§ **EXERCISE TASK**
Rewrite the data below with "flower bed" replaced by "garden bed" and everything else left unchanged. Leave the pictures out of your answer.

## START

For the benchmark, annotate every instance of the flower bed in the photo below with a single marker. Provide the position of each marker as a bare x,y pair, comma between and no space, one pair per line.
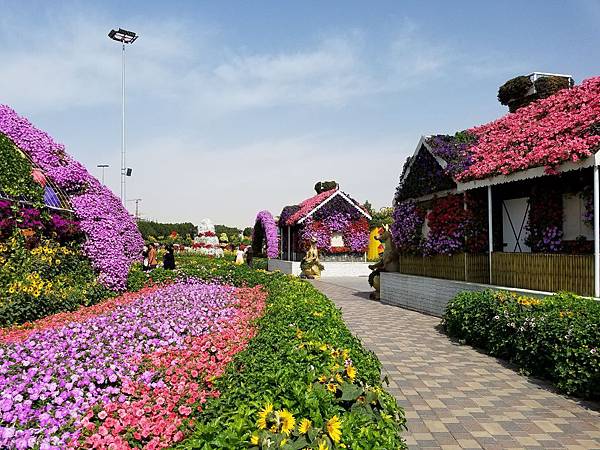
303,382
556,338
113,241
130,376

## END

§ **ANSWER BELOW**
For the benchmark, annotate every instance of the garden bed in the photo below with a single marker. Provide the position of each marker as a bare x,y pair, comma between and no space, one pair per line.
303,382
556,338
113,241
130,376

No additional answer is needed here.